EXERCISE DIRECTIONS: Copy out the lines of the listing from the one containing "Could you point out the red" onward, through the last, without altering any.

DATA RECORDS:
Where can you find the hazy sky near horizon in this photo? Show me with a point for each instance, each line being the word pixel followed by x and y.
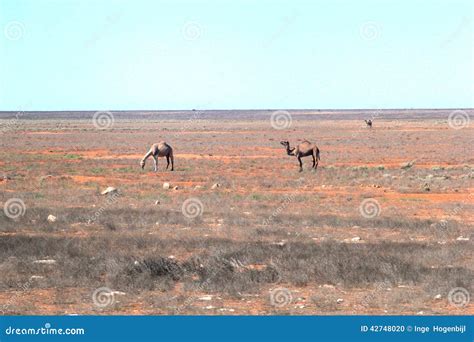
pixel 117 54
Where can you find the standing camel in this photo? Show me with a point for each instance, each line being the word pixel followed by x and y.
pixel 303 150
pixel 162 149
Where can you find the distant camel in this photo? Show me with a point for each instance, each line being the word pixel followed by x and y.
pixel 303 150
pixel 162 149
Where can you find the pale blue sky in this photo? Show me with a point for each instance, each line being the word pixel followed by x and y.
pixel 111 54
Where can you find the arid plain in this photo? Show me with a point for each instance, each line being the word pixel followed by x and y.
pixel 384 226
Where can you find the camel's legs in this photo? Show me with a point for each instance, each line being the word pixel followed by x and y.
pixel 172 161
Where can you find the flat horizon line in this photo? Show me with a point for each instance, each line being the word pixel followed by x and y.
pixel 227 110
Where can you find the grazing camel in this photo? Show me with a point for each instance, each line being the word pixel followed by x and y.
pixel 162 149
pixel 303 150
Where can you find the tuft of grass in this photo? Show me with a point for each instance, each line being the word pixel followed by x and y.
pixel 98 170
pixel 72 156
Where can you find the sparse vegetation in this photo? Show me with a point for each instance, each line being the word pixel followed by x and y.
pixel 265 226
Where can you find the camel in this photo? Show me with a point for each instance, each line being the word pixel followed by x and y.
pixel 162 149
pixel 303 150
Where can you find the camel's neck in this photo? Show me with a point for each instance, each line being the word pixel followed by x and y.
pixel 147 155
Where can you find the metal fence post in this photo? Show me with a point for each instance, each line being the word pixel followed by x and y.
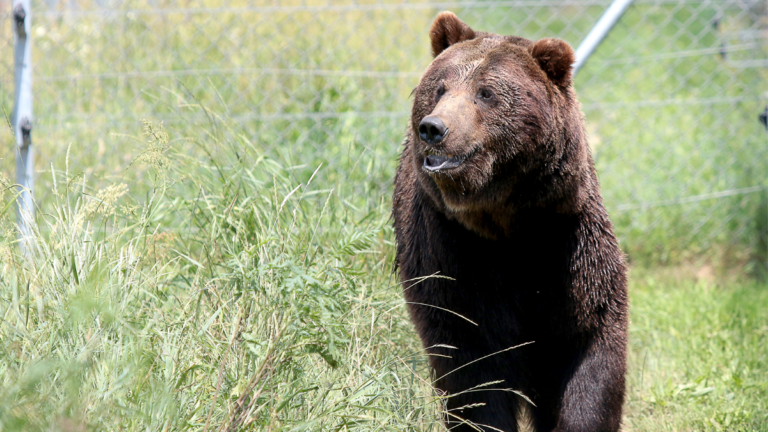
pixel 22 118
pixel 599 32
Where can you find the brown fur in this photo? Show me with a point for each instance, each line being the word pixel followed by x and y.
pixel 520 228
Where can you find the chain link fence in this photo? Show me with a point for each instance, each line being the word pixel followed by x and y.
pixel 671 97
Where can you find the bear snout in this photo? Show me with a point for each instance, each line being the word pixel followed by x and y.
pixel 432 130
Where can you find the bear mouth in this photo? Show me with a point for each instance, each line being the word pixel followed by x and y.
pixel 441 162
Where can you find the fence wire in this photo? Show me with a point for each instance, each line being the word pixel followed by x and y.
pixel 671 97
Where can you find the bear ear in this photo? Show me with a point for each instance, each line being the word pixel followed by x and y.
pixel 447 30
pixel 555 57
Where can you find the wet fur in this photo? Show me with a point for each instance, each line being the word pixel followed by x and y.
pixel 521 230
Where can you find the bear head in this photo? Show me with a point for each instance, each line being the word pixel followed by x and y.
pixel 496 127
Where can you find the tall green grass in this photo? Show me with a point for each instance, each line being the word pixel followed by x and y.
pixel 233 295
pixel 223 289
pixel 322 82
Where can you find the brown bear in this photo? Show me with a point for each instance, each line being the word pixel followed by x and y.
pixel 496 194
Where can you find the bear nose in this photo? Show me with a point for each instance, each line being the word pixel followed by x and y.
pixel 432 130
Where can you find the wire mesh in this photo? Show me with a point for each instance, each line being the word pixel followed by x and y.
pixel 671 97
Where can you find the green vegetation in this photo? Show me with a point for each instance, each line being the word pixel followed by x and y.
pixel 237 273
pixel 239 295
pixel 699 358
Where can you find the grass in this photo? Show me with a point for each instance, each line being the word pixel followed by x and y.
pixel 236 294
pixel 698 355
pixel 669 116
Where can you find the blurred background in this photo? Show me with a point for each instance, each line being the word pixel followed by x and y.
pixel 671 97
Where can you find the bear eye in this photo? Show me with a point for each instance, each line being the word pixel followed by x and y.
pixel 485 94
pixel 440 91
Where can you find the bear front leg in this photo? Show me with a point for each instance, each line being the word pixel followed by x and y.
pixel 593 396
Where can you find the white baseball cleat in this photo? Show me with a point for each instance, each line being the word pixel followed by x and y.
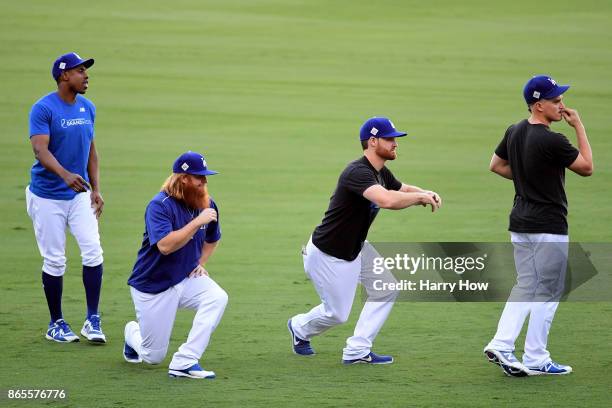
pixel 92 330
pixel 507 361
pixel 550 368
pixel 195 371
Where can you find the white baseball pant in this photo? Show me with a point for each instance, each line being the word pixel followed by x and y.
pixel 156 314
pixel 335 280
pixel 541 261
pixel 50 218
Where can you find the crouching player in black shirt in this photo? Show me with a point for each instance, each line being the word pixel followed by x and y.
pixel 333 255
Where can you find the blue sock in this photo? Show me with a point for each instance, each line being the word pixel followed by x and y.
pixel 53 286
pixel 92 280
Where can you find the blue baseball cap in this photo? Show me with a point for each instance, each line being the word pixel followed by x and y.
pixel 379 127
pixel 192 163
pixel 542 87
pixel 69 61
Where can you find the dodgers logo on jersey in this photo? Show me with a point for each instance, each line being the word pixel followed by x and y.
pixel 65 123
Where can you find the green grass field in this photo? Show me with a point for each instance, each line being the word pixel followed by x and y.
pixel 274 92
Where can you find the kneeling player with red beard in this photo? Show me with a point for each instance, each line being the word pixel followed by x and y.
pixel 181 233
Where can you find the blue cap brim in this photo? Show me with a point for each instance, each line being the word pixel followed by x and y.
pixel 393 134
pixel 204 173
pixel 556 92
pixel 86 63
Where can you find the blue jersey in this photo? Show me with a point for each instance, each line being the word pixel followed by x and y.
pixel 71 129
pixel 154 272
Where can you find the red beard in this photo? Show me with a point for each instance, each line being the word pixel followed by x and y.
pixel 196 197
pixel 386 154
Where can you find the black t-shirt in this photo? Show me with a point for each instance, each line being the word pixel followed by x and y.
pixel 346 222
pixel 538 158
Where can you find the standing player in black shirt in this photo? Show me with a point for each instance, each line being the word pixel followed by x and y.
pixel 534 158
pixel 333 256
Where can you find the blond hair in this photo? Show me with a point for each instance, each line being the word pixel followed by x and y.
pixel 173 186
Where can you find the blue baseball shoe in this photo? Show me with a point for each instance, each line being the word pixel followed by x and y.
pixel 92 330
pixel 507 361
pixel 371 358
pixel 195 371
pixel 550 368
pixel 130 355
pixel 299 346
pixel 61 332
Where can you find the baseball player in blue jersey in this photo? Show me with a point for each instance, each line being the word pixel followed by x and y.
pixel 64 191
pixel 181 233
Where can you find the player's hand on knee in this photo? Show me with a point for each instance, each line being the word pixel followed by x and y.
pixel 75 182
pixel 97 203
pixel 198 271
pixel 207 216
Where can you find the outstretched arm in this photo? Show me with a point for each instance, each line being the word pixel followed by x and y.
pixel 407 188
pixel 396 200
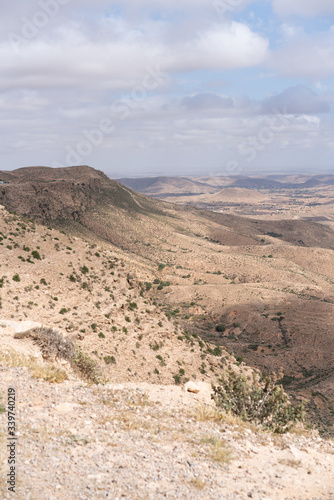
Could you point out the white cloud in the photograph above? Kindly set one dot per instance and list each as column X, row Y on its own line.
column 307, row 57
column 303, row 7
column 121, row 58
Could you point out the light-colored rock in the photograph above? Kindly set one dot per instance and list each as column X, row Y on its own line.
column 66, row 407
column 191, row 387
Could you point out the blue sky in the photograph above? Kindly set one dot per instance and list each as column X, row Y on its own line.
column 218, row 87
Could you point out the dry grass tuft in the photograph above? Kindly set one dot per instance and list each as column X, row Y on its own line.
column 197, row 483
column 47, row 372
column 219, row 452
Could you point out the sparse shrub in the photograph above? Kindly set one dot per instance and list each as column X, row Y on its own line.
column 51, row 342
column 220, row 328
column 86, row 366
column 263, row 402
column 109, row 360
column 84, row 269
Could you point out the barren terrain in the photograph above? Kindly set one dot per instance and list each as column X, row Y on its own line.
column 156, row 294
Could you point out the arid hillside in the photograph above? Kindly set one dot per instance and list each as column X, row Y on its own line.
column 207, row 270
column 93, row 295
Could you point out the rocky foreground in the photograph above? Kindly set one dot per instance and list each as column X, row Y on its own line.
column 145, row 441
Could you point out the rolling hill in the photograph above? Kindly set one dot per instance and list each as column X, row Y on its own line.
column 209, row 269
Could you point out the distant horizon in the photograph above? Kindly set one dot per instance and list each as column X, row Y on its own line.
column 139, row 87
column 255, row 173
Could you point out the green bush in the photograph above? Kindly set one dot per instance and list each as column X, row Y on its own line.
column 220, row 328
column 86, row 366
column 109, row 360
column 263, row 402
column 84, row 269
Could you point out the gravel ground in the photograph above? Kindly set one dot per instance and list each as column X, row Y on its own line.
column 150, row 442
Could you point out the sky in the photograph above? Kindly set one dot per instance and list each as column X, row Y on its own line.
column 177, row 87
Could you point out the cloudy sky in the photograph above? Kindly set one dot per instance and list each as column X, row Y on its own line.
column 139, row 87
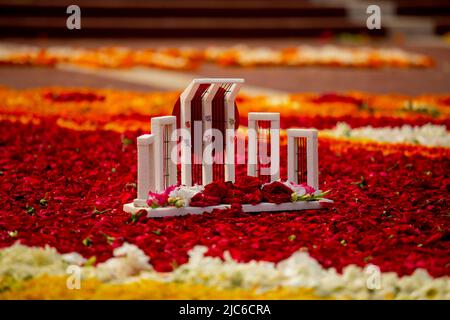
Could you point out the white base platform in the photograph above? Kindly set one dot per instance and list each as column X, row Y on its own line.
column 261, row 207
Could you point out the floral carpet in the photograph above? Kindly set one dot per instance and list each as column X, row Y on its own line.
column 68, row 164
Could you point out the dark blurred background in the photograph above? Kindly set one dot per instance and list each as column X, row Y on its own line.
column 221, row 18
column 417, row 26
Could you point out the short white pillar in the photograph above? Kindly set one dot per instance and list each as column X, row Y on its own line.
column 274, row 118
column 165, row 167
column 312, row 157
column 145, row 169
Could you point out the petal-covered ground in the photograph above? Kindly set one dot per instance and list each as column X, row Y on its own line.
column 64, row 179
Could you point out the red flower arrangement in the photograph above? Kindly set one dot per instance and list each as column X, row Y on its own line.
column 65, row 189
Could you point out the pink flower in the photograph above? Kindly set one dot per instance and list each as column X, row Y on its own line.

SOLVED PROBLEM:
Could you point out the red flower arrangement in the photograph above? Kindly set one dot per instance and list each as column X, row Y on its own line.
column 65, row 189
Could you point out the pink flower in the photograph above? Kindly set one dot per instance and list each as column X, row Y on its own line.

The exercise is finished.